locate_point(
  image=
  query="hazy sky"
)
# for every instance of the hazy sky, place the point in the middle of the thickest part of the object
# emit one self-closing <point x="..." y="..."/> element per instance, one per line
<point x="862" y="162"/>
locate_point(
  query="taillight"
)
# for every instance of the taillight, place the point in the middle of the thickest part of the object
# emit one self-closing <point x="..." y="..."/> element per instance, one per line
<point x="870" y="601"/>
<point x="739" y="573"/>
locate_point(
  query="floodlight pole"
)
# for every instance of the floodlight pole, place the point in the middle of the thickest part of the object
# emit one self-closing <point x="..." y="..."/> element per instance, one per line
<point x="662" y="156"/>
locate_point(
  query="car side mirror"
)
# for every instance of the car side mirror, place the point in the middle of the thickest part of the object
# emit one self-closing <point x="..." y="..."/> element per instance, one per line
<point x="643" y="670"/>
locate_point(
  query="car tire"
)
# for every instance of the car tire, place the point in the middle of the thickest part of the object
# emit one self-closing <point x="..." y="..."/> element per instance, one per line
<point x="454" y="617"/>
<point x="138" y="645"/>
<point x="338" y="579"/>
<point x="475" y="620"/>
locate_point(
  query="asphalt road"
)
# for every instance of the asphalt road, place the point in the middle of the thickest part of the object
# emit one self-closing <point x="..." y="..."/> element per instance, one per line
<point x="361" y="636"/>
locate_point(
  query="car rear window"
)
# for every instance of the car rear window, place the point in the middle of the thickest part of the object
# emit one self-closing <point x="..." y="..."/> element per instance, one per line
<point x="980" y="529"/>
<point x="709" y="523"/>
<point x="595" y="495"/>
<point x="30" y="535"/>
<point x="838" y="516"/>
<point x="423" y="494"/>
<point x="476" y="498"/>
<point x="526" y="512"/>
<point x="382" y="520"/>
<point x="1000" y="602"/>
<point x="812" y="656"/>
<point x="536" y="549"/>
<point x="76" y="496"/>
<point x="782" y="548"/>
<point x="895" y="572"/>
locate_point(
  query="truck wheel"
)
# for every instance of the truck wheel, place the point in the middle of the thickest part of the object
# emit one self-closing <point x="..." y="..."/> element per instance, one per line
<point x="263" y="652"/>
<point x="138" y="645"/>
□ □ □
#### [SET TASK]
Reproduce the whole listing word for word.

#### [COMPLETED EXERCISE]
locate_point(
  image=
  query="hazy sky"
)
# for every instance of the hazy sky, place the point in the middle of the thickest part of the object
# emit one self-closing <point x="..." y="..."/> element per instance, one per line
<point x="862" y="162"/>
locate_point(
  query="taillight"
)
# for every instance of the taillight, place the point in the middle of the thickest part of the object
# emit one self-closing <point x="..." y="..."/> element per instance, one per line
<point x="870" y="601"/>
<point x="739" y="573"/>
locate_point(
  query="floodlight pole"
)
# for every instance of the floodlight pole, place the point in the middle of the thickest part of the object
# emit one self-closing <point x="..." y="..."/> element per instance, one per line
<point x="662" y="156"/>
locate_point(
  query="car side mirror"
)
# for every instance of the car side mirror, place the point in the middle of the thickest part of the object
# emit one self-closing <point x="..." y="..."/> element per instance, one per line
<point x="643" y="670"/>
locate_point(
  query="car tire"
)
# for every instance of the car tire, place the point in the middle of the thickest part of the object
# emit one self-closing <point x="..." y="..."/> element per instance, one per line
<point x="454" y="617"/>
<point x="138" y="645"/>
<point x="338" y="579"/>
<point x="475" y="620"/>
locate_point(
  query="asphalt road"
)
# for every instance of the asphalt road, place the point in the middle of the thickest part of the object
# emit one self-closing <point x="..." y="..."/> element per instance, one per line
<point x="361" y="636"/>
locate_point(
  query="car rear window"
)
# for every instance of the car rear window, place the point in the middle of the thickest part of the object
# emit one self-closing <point x="..." y="..."/> element per instance, one per line
<point x="980" y="529"/>
<point x="709" y="523"/>
<point x="595" y="495"/>
<point x="30" y="535"/>
<point x="838" y="516"/>
<point x="423" y="494"/>
<point x="476" y="498"/>
<point x="526" y="512"/>
<point x="382" y="520"/>
<point x="1000" y="602"/>
<point x="812" y="656"/>
<point x="536" y="549"/>
<point x="76" y="496"/>
<point x="782" y="548"/>
<point x="895" y="572"/>
locate_point(
  query="truck wheel"
)
# for every instance of the truck wheel, place the point in the middle of the thickest part of the object
# emit one self-closing <point x="..." y="..."/> element per instance, one per line
<point x="263" y="652"/>
<point x="138" y="645"/>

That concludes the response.